South Africa pauses plan to scrap Covid-19 contact tracing

South Africa paused a plan to end Covid-19 contact tracing and some quarantine measures to consider additional comments about the policy.

An amended circular will be issued once further contributions to the debate have been considered, the Department of Health said in a statement on Tuesday. The reversal comes after a deluge of inquiries from media, the public and others, it said.

Announced by the department last week, the shift in policy was initiated because as much as 80% of the population have some sort of immunity from prior illness or vaccines. The move was taken as a potential sign the government has decided to move away from imposing measures to restrict the various waves of the pandemic.

“Containment strategies are no longer appropriate — mitigation is the only viable strategy,” Department of Health Director-General Sifiso Buthelezi said at the time. Requiring people not experiencing symptoms to isolate deprives them of income or children of school time, according to the updated statement this week.

■ What to do
**a)** Answer these questions from the article on South Africa's contact tracing plan:
(i) From whom did the deluge of inquiries come, according to the Department of Health?
(ii) What share of the population has some sort of immunity from prior illness or vaccines?
(iii) What post does Sifiso Buthelezi hold?
**b)** Continue the article on South Africa's Covid-19 contact tracing plan with a few sentences that follow on from its final paragraph.
The listing that comes after this article has nothing to do with it.

■ Provided data
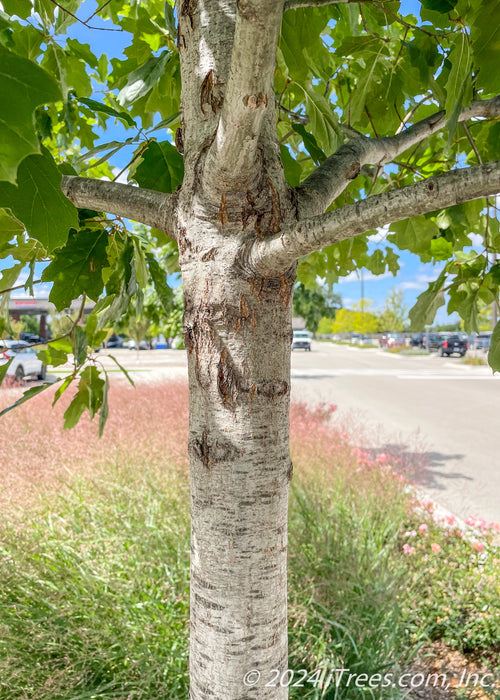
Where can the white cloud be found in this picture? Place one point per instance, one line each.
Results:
(420, 282)
(381, 234)
(367, 276)
(477, 240)
(123, 176)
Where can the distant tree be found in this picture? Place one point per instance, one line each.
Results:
(355, 322)
(394, 315)
(300, 128)
(30, 324)
(16, 328)
(313, 304)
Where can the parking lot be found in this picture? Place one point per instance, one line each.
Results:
(431, 410)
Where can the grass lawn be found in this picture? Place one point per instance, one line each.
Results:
(94, 551)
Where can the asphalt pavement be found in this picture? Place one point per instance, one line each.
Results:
(439, 417)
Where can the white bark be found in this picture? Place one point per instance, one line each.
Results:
(331, 178)
(249, 93)
(237, 330)
(276, 253)
(146, 206)
(235, 220)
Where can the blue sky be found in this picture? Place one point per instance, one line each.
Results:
(413, 277)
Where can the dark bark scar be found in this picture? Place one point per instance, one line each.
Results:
(179, 140)
(255, 101)
(243, 307)
(211, 93)
(223, 209)
(209, 255)
(352, 171)
(188, 9)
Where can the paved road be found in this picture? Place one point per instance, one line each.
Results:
(435, 412)
(431, 411)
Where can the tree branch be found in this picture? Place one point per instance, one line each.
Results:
(146, 206)
(249, 93)
(270, 256)
(294, 4)
(331, 178)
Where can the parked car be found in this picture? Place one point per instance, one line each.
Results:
(453, 344)
(301, 340)
(433, 342)
(482, 341)
(132, 345)
(25, 363)
(418, 340)
(116, 341)
(392, 340)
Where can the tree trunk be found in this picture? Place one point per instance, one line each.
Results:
(237, 330)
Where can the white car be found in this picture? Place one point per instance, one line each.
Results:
(25, 362)
(301, 339)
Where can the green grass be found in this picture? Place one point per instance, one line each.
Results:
(94, 570)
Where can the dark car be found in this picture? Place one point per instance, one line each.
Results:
(433, 341)
(483, 341)
(301, 340)
(418, 340)
(453, 344)
(116, 341)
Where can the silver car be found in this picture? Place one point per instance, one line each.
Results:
(25, 363)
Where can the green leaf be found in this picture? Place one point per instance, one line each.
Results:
(442, 6)
(310, 144)
(170, 20)
(33, 391)
(441, 249)
(424, 311)
(23, 87)
(161, 167)
(95, 336)
(52, 356)
(324, 121)
(39, 203)
(80, 345)
(82, 51)
(100, 107)
(494, 351)
(21, 8)
(293, 171)
(414, 234)
(61, 389)
(103, 415)
(159, 277)
(458, 85)
(77, 268)
(142, 80)
(9, 277)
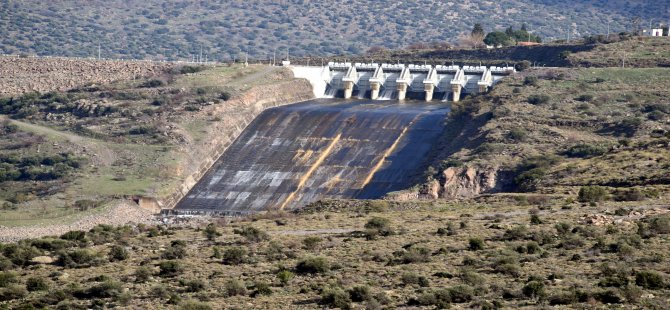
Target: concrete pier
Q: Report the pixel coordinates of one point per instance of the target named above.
(403, 83)
(399, 81)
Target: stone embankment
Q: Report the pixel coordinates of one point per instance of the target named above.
(121, 213)
(23, 75)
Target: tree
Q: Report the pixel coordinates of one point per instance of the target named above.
(477, 36)
(477, 30)
(497, 38)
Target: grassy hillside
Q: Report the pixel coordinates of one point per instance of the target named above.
(557, 131)
(372, 255)
(639, 52)
(227, 29)
(64, 154)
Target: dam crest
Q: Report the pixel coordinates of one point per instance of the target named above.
(398, 81)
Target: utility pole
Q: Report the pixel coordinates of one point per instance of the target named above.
(608, 28)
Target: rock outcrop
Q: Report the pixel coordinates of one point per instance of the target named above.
(23, 75)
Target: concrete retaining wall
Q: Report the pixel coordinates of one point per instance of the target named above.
(235, 115)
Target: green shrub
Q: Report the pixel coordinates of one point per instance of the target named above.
(586, 150)
(75, 235)
(152, 83)
(530, 81)
(234, 255)
(631, 194)
(415, 255)
(176, 250)
(194, 305)
(538, 99)
(311, 242)
(517, 135)
(13, 291)
(170, 268)
(585, 98)
(142, 274)
(78, 258)
(592, 194)
(336, 298)
(117, 253)
(285, 276)
(36, 284)
(262, 288)
(105, 289)
(649, 280)
(252, 234)
(476, 244)
(211, 232)
(411, 278)
(8, 278)
(194, 286)
(313, 265)
(360, 293)
(225, 96)
(235, 287)
(534, 289)
(379, 226)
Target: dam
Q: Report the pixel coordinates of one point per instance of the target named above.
(323, 148)
(369, 133)
(398, 81)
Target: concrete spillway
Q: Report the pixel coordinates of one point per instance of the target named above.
(324, 148)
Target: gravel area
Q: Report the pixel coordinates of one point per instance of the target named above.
(124, 212)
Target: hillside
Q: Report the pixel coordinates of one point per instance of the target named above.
(70, 154)
(226, 29)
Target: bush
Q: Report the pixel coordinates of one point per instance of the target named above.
(585, 98)
(37, 284)
(336, 298)
(262, 288)
(7, 278)
(234, 256)
(176, 250)
(194, 286)
(538, 99)
(415, 255)
(530, 81)
(194, 305)
(235, 287)
(142, 274)
(211, 232)
(517, 135)
(592, 194)
(74, 235)
(117, 253)
(225, 96)
(152, 83)
(105, 289)
(285, 276)
(586, 150)
(476, 244)
(311, 242)
(411, 278)
(649, 280)
(252, 234)
(12, 292)
(170, 268)
(79, 258)
(379, 226)
(360, 293)
(522, 65)
(534, 289)
(312, 265)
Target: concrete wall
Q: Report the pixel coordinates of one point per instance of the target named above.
(235, 115)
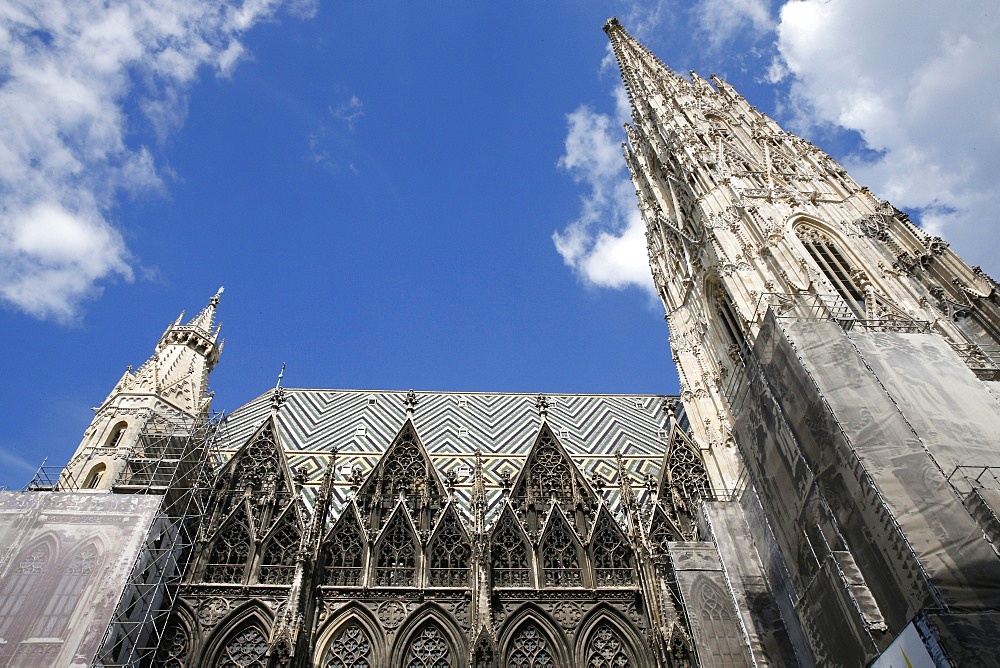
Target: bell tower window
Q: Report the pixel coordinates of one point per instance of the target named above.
(835, 267)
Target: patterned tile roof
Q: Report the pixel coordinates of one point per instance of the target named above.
(361, 424)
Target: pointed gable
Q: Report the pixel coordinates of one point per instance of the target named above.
(560, 553)
(549, 474)
(403, 473)
(449, 552)
(344, 550)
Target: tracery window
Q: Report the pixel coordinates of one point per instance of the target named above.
(835, 267)
(606, 650)
(661, 534)
(428, 649)
(549, 475)
(530, 649)
(345, 554)
(350, 648)
(612, 555)
(396, 563)
(509, 554)
(228, 559)
(449, 555)
(173, 649)
(18, 588)
(560, 557)
(278, 562)
(257, 464)
(403, 467)
(686, 472)
(247, 649)
(55, 616)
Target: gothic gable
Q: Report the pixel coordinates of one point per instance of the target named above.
(344, 550)
(550, 475)
(403, 473)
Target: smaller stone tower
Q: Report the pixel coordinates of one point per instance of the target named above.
(173, 380)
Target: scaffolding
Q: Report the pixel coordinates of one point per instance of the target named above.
(174, 456)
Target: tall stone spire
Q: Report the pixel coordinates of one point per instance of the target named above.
(740, 213)
(174, 380)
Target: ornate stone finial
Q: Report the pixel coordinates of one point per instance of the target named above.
(542, 404)
(410, 402)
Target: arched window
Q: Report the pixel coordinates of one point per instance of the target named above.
(428, 648)
(246, 649)
(560, 556)
(530, 649)
(835, 267)
(612, 555)
(72, 582)
(115, 437)
(227, 562)
(93, 478)
(350, 648)
(174, 647)
(605, 649)
(509, 554)
(277, 564)
(19, 589)
(396, 563)
(729, 322)
(345, 549)
(449, 555)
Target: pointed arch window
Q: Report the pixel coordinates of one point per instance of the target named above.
(560, 556)
(345, 552)
(247, 649)
(93, 478)
(396, 563)
(258, 464)
(115, 437)
(227, 561)
(428, 649)
(19, 589)
(605, 649)
(509, 560)
(530, 649)
(350, 648)
(612, 555)
(449, 555)
(278, 561)
(835, 267)
(58, 610)
(174, 647)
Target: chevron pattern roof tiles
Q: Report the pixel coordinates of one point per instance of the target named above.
(452, 425)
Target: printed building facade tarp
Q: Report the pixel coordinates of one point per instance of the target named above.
(64, 562)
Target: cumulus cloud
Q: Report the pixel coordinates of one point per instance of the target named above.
(919, 82)
(721, 20)
(606, 244)
(67, 72)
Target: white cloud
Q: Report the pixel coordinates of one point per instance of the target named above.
(67, 69)
(919, 82)
(606, 244)
(349, 111)
(721, 20)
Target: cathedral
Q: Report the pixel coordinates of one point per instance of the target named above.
(824, 490)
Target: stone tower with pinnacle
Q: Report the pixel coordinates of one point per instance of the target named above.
(840, 370)
(740, 215)
(174, 380)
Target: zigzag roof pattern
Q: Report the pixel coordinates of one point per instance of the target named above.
(361, 425)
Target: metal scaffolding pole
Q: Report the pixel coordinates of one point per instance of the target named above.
(175, 456)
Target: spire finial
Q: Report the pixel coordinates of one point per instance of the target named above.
(410, 402)
(542, 404)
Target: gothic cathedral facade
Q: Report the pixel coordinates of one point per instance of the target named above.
(824, 490)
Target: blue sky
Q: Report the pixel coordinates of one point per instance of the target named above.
(399, 195)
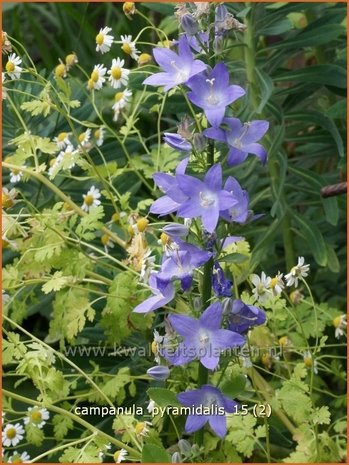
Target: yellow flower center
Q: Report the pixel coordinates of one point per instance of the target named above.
(129, 8)
(60, 70)
(127, 48)
(116, 72)
(61, 136)
(104, 238)
(99, 39)
(11, 433)
(118, 96)
(35, 416)
(70, 59)
(142, 224)
(89, 200)
(95, 75)
(10, 67)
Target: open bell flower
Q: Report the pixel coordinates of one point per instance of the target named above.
(12, 67)
(241, 139)
(178, 68)
(212, 92)
(211, 398)
(202, 339)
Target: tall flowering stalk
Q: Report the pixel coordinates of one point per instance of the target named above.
(208, 203)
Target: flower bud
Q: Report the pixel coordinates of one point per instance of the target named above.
(184, 447)
(218, 45)
(159, 372)
(199, 142)
(189, 24)
(176, 458)
(176, 230)
(129, 8)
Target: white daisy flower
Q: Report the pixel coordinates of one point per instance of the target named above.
(12, 435)
(19, 458)
(99, 136)
(91, 199)
(84, 137)
(12, 67)
(262, 291)
(129, 47)
(309, 361)
(97, 78)
(62, 140)
(118, 75)
(277, 284)
(150, 407)
(298, 271)
(121, 100)
(120, 455)
(15, 176)
(103, 40)
(340, 323)
(3, 89)
(37, 416)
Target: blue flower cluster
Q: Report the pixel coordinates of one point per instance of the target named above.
(211, 200)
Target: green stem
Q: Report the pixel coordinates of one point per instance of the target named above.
(250, 61)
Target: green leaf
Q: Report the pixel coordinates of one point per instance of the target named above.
(331, 75)
(163, 397)
(323, 121)
(234, 258)
(265, 85)
(152, 453)
(315, 239)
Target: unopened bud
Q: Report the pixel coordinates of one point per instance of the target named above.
(184, 447)
(189, 24)
(218, 45)
(199, 142)
(160, 372)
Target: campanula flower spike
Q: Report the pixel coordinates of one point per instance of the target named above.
(202, 339)
(212, 92)
(178, 68)
(241, 139)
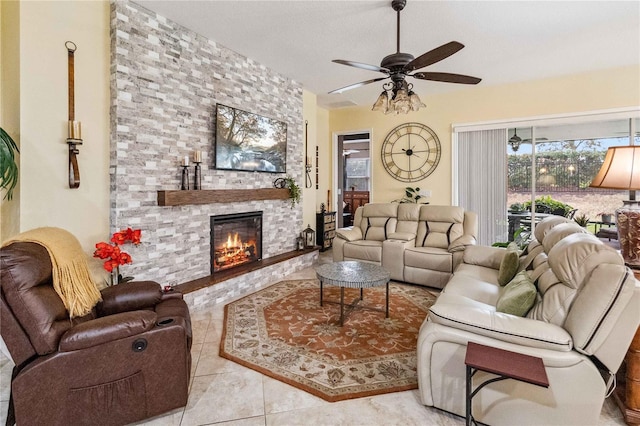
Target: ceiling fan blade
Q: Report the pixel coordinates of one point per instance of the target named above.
(361, 65)
(353, 86)
(447, 77)
(433, 56)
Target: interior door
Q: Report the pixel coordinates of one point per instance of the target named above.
(353, 175)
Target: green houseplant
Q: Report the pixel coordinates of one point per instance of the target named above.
(294, 190)
(8, 165)
(582, 220)
(411, 195)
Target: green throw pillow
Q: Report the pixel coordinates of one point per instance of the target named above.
(518, 296)
(508, 266)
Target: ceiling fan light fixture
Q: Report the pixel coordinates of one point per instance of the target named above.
(382, 103)
(415, 102)
(400, 102)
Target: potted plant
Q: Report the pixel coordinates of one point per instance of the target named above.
(294, 190)
(516, 208)
(8, 165)
(411, 195)
(606, 217)
(582, 220)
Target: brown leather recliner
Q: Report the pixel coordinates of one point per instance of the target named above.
(128, 360)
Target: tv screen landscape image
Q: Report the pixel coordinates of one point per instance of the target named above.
(249, 142)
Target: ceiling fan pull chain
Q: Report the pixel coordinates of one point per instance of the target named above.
(398, 32)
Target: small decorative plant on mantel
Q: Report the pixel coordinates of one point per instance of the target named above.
(294, 190)
(114, 257)
(8, 166)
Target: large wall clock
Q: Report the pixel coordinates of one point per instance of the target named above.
(411, 152)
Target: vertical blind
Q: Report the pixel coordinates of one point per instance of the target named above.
(482, 181)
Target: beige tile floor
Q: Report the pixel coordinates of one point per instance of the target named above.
(225, 393)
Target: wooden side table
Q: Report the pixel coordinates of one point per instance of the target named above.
(627, 394)
(505, 364)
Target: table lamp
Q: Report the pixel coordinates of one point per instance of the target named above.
(621, 170)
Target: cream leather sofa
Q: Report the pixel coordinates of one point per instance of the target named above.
(585, 316)
(417, 243)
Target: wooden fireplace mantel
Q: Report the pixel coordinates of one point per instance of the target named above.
(210, 196)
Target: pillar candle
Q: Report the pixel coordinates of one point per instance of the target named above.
(75, 130)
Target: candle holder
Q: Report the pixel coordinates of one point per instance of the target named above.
(197, 176)
(185, 178)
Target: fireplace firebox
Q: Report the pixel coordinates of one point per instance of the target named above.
(236, 239)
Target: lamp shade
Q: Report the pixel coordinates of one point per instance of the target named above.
(620, 170)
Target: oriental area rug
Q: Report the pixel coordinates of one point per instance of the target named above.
(283, 332)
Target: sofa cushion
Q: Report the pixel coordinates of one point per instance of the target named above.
(470, 315)
(408, 218)
(476, 283)
(378, 221)
(508, 266)
(518, 296)
(439, 226)
(437, 259)
(368, 251)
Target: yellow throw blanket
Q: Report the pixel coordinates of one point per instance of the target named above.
(71, 277)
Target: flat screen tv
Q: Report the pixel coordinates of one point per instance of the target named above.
(250, 142)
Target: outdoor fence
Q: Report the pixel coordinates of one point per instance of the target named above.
(554, 173)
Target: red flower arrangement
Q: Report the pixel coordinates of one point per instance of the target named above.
(112, 253)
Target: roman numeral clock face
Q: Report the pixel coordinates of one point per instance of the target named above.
(411, 152)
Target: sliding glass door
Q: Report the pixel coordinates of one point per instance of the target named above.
(513, 176)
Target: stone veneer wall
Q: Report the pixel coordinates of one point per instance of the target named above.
(165, 83)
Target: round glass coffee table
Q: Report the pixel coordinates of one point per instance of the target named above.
(350, 274)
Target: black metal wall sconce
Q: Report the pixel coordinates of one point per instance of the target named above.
(75, 133)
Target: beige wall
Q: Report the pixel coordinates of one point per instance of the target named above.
(10, 105)
(46, 199)
(606, 89)
(318, 130)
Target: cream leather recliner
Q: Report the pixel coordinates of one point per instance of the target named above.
(585, 316)
(417, 243)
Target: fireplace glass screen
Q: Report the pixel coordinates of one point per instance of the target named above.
(236, 239)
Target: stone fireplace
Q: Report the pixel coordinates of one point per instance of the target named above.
(165, 83)
(236, 239)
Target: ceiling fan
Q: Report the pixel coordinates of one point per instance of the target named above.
(398, 66)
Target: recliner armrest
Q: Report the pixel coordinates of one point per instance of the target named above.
(462, 243)
(130, 296)
(489, 257)
(351, 234)
(107, 329)
(465, 314)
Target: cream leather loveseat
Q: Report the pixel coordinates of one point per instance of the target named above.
(586, 312)
(417, 243)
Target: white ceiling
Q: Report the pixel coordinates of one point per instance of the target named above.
(506, 41)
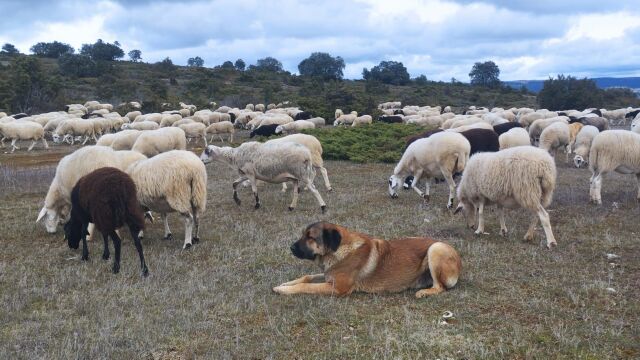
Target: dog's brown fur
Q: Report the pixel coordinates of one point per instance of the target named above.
(353, 261)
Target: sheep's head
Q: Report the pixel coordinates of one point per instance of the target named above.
(394, 184)
(469, 212)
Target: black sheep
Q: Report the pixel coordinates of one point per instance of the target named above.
(503, 128)
(264, 130)
(390, 119)
(303, 115)
(105, 197)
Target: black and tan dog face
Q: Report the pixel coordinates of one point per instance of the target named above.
(317, 239)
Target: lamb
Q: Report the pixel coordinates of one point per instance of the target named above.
(195, 131)
(264, 130)
(522, 176)
(22, 130)
(274, 163)
(441, 154)
(295, 126)
(107, 198)
(613, 150)
(72, 128)
(72, 167)
(175, 181)
(583, 145)
(223, 127)
(517, 136)
(362, 120)
(153, 142)
(141, 125)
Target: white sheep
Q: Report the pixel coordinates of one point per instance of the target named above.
(274, 163)
(70, 169)
(583, 145)
(154, 142)
(223, 127)
(141, 125)
(195, 131)
(362, 120)
(440, 155)
(72, 128)
(22, 130)
(522, 176)
(613, 150)
(294, 126)
(174, 181)
(514, 137)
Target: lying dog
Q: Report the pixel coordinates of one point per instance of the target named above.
(357, 262)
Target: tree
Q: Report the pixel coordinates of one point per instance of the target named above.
(196, 62)
(51, 50)
(485, 74)
(135, 55)
(388, 72)
(322, 65)
(240, 65)
(102, 51)
(9, 49)
(268, 64)
(567, 92)
(77, 65)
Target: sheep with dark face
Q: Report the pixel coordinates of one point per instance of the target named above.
(107, 198)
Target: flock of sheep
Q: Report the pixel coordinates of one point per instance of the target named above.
(513, 166)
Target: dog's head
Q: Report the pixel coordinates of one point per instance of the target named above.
(317, 239)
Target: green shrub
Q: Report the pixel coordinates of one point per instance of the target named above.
(378, 142)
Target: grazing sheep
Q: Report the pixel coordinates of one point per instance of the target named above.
(105, 197)
(522, 176)
(174, 181)
(71, 168)
(141, 125)
(264, 130)
(440, 155)
(503, 128)
(195, 131)
(362, 120)
(223, 127)
(295, 126)
(315, 147)
(583, 145)
(274, 163)
(613, 150)
(153, 142)
(22, 130)
(517, 136)
(72, 128)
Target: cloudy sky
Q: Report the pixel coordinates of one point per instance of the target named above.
(441, 39)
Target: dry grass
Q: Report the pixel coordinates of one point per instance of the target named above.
(515, 299)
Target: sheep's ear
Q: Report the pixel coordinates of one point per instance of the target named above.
(41, 215)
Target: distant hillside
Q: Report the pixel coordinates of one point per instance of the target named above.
(535, 86)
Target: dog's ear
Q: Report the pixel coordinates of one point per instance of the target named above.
(331, 238)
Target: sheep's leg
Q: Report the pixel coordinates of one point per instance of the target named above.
(325, 178)
(294, 201)
(546, 225)
(116, 249)
(503, 225)
(480, 229)
(188, 230)
(235, 188)
(316, 193)
(105, 250)
(138, 244)
(167, 231)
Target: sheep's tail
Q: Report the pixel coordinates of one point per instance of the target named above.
(199, 191)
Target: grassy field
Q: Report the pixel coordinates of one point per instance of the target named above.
(515, 299)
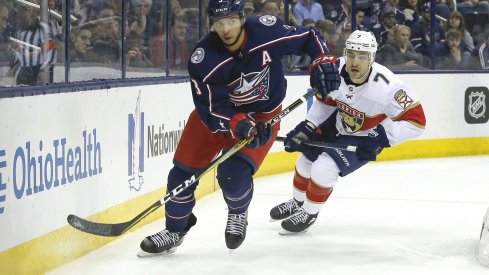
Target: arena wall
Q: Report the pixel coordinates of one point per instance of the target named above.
(104, 155)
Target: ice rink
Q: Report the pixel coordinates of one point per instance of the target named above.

■ Task answers
**a)**
(i) Media, the public and others.
(ii) As much as 80%.
(iii) Director-General of the Department of Health.

**b)**
South Africa is currently battling a surge of the omicron coronavirus variant, which has delivered record case numbers but, so far, limited impact on hospitals, compared with the delta strain. The government hasn’t toughened lockdown restrictions to date.

Of the Covid-19 hospitalised patients, 75% were not vaccinated, Deputy Health Minister Sibongiseni Dhlomo said in an interview on broadcaster 702. Pfizer booster shots were made available this week to people that received their first vaccine in May, he said.

South Africa is waiting for data from scientists to confirm that the country may be exiting the fourth wave of coronavirus infections in some provinces, said Dhlomo. “It will probably be a pretty short wave.”